**Task instructions:**
Every record, from first to last, should be written out again exactly.

**Data section:**
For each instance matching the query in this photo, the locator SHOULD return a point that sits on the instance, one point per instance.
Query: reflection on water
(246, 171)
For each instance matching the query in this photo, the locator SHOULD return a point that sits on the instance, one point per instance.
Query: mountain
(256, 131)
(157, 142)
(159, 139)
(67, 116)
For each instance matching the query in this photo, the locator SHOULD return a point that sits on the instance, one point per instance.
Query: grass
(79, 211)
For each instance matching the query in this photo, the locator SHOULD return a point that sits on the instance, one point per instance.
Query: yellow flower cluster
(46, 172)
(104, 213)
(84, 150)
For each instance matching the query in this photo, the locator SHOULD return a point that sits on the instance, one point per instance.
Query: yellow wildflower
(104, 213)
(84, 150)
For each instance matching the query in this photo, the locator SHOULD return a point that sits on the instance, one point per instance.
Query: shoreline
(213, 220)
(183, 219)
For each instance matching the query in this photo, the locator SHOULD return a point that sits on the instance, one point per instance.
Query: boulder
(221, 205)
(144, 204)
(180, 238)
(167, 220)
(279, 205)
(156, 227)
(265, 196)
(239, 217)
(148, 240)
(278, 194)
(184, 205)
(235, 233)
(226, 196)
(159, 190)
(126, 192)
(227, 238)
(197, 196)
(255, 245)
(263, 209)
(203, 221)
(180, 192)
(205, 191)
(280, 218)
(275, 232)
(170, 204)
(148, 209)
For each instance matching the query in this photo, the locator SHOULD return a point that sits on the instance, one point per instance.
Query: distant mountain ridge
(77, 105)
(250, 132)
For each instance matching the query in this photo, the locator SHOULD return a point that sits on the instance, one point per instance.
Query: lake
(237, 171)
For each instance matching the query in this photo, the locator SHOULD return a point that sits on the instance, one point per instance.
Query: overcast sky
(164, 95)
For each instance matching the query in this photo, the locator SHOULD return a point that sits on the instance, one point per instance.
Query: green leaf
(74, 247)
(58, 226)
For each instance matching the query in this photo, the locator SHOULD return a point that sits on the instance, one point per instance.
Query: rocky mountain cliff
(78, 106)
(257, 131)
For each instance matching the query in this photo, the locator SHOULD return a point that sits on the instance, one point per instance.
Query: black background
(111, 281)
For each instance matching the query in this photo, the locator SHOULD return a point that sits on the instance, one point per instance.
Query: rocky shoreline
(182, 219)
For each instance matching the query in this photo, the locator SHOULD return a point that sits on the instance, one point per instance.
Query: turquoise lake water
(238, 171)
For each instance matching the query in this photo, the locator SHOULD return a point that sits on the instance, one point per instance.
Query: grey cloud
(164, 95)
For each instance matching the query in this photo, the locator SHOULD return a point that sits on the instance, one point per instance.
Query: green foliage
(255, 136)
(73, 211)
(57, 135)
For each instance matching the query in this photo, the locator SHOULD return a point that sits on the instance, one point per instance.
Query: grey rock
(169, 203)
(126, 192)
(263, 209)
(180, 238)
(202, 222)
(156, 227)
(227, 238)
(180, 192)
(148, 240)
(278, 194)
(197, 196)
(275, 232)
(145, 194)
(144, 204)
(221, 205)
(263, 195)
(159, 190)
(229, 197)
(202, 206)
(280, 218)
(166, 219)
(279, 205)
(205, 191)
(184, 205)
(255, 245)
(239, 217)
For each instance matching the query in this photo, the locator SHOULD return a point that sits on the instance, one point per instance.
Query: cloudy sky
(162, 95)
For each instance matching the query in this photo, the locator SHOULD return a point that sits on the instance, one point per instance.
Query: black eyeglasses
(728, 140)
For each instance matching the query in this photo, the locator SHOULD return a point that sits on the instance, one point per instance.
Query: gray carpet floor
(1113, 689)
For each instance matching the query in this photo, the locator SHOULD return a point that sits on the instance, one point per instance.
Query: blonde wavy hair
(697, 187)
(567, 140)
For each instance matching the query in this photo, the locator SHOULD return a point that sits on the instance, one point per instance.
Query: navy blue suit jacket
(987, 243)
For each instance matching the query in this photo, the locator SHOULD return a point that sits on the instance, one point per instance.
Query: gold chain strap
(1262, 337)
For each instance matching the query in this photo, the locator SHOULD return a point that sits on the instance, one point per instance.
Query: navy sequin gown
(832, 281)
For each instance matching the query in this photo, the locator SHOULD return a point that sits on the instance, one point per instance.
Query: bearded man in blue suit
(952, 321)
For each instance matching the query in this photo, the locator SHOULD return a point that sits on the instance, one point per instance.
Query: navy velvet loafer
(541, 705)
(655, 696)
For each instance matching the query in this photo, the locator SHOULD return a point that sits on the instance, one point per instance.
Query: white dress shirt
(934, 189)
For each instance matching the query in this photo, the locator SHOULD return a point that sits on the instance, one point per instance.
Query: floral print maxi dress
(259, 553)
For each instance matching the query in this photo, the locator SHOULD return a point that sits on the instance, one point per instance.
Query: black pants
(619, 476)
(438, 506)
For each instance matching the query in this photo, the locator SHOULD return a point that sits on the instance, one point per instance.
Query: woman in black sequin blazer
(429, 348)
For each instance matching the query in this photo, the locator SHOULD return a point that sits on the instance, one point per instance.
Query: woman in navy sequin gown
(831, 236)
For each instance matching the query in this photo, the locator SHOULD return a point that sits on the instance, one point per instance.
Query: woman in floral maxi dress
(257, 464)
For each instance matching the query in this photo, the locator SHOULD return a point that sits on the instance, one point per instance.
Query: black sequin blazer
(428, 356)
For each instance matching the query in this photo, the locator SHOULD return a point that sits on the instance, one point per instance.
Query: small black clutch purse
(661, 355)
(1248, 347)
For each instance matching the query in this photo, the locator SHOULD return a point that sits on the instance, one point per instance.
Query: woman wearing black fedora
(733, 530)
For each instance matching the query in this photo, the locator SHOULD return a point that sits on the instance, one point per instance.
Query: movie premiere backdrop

**Result of the exercise:**
For each instance matching the query in this photo, the locator SHOULD return a point that sits on the instance, one point per instance.
Query: reflection on water
(246, 171)
For each instance matching the query in this photo, the locator SHOULD return a point that sits on the instance, one point per instance.
Query: mountain
(256, 131)
(157, 142)
(159, 139)
(67, 116)
For each instance matching the query in this photo, the locator SHOULD return a point that sits on the instance, one point per instance.
Query: grass
(79, 211)
For each instance matching the query in this photo, the locator SHOULD return a point that sits on the instance, one point per instance.
Query: yellow flower cluster
(46, 172)
(104, 213)
(84, 150)
For each instance matching the query in this photo, the locator SHOULD return a point that sits on the instance, one point per instance.
Query: yellow wildflower
(104, 213)
(84, 150)
For each instance matching the query in this photo, the locator SHOULD return a point that sits on the instance, one point per instance.
Query: shoreline
(213, 220)
(183, 219)
For each instance matching the query in this photo, the locator SHOULD return a point that sits on the instance, one point per instance.
Query: boulder
(221, 205)
(144, 204)
(180, 238)
(167, 220)
(279, 205)
(156, 227)
(265, 196)
(239, 217)
(148, 240)
(278, 194)
(184, 205)
(235, 233)
(226, 196)
(159, 190)
(126, 192)
(227, 238)
(197, 196)
(255, 245)
(263, 209)
(203, 221)
(180, 192)
(205, 191)
(280, 218)
(275, 232)
(170, 204)
(148, 209)
For each instance matching the query in this photo, the locator SHOULD return a point that sits on the instance, one point per instance.
Query: distant mountain ridge
(77, 105)
(250, 132)
For each instance matching the query in this photo, the locator SHOULD return a point that sits on the instance, one point per instance.
Query: lake
(237, 171)
For each instance matching the query in this photo, the locator SHOULD return a point that sits on the instance, one point per instance.
Query: overcast sky
(164, 95)
For each instance matching the query in this photo, the locator SHOULD return a point that sits on the instance, one point per instance.
Query: green leaf
(74, 247)
(58, 226)
For each instance matching the query in this photo, the locator SHOULD return a point that sits on the instance, one point per instance.
Query: rocky mountain cliff
(78, 106)
(257, 131)
For each instance matching the query in this photo, the locator SHOULD return a point that sits on the instance, one point per instance.
Query: black background
(111, 281)
For each instance matching the query in this photo, the locator SHOULD return a point that sits on the instance, one point per instance.
Query: rocky shoreline
(182, 219)
For each instance matching the query in this photo, the locator SHOULD return a point that sits on the instance, one point per instance.
Query: turquoise lake water
(238, 171)
For each instance matching the query in this photo, the locator SHOULD return a point that sits on the instance, one point per instance.
Query: grey cloud
(164, 95)
For each instance matching the query in this photo, the locator SHOULD return a point that sits on the instance, one point per instance.
Query: green foliage
(255, 136)
(73, 211)
(57, 135)
For each instance matching the query in this photo, the locator SHOULD return a point that sits on the instance, one point per instance.
Query: grey rock
(169, 203)
(126, 192)
(263, 209)
(180, 238)
(202, 222)
(156, 227)
(227, 238)
(180, 192)
(148, 240)
(278, 194)
(197, 196)
(275, 232)
(145, 194)
(144, 204)
(221, 205)
(263, 195)
(159, 190)
(229, 197)
(202, 206)
(280, 218)
(166, 219)
(279, 205)
(205, 191)
(184, 205)
(255, 245)
(239, 217)
For each instance matching the query in this photo, the locator SHOULD return a point that sits on the instance, one point per instance.
Query: cloudy sky
(162, 95)
For each instance matching the query in this photo, the locator SHOULD return a point that sits on the instance, one point per instance.
Query: black eyeglasses
(728, 140)
For each instance matching the query in this photo, the locator SHOULD return a point that sits on the instance, one point per instance.
Query: gray carpet floor
(1113, 689)
For each instance matching the query in this photo, the locator SHOULD return a point that sits on the instance, one point per instance.
Query: blonde wavy hair
(697, 187)
(567, 140)
For each instance matching the query in this photo, the locator SHOULD return a point that sits on the instance, one point per instance.
Query: navy blue suit jacket
(987, 243)
For each instance matching the query in this photo, the locator SHOULD return a point that sits on the instance, one point per instance.
Query: gold chain strap
(1262, 337)
For each instance matching the query in this photo, the locator SHOULD return a point that sits on the instance, one point per instance.
Query: navy sequin gown
(832, 281)
For each instance matching the query in this photo, the locator SHOULD return a point that sits on the instance, one point per instance.
Query: bearded man in blue suit
(952, 321)
For each instance matching the query in this photo, the locator SHOULD return a point that sits on the instance, one point per instance.
Query: navy velvet loafer
(541, 705)
(655, 696)
For each instance matching the query in this photo, the locator SHOULD return a point that sits on the instance, one point per instance.
Query: white dress shirt
(934, 189)
For each instance matching the query in this photo, the locator SHOULD return a point that sits on the instance, one point per instance.
Query: floral print maxi dress
(259, 553)
For each instance matching the query in this photo, the locator SHOULD return a point that sits on the instance, one point per instance.
Query: black pants
(619, 476)
(438, 506)
For each instance matching the query in this photo, the locator SHOULD return a point that sits on the instance, one point per instance.
Query: woman in black sequin blazer
(429, 348)
For each instance matching the query in this photo, the locator SHOULD return a point that sits on the instance, one point per instance.
Query: woman in navy sequin gown
(831, 236)
For each instance matching the query in this photo, the locator SHOULD return a point that sits on the instance, one point per instance.
Query: woman in floral maxi dress
(257, 464)
For each instance matching the query in this photo, the locator SHOULD return a point that sits on the instance, one point per instance.
Query: black sequin blazer
(428, 356)
For each instance matching the query in this photo, the locator SHOULD return a point that sits on the instance, one point per instance.
Query: small black clutch purse
(661, 355)
(1248, 347)
For each instance matching the query in this photo, the locator SHOULD return a point that sits on the instance, one point per instance.
Query: woman wearing black fedora
(733, 530)
For each instance matching the query in this photo, the locator SHOULD return a point that sits on the instance, one point per instance.
Query: movie premiere backdrop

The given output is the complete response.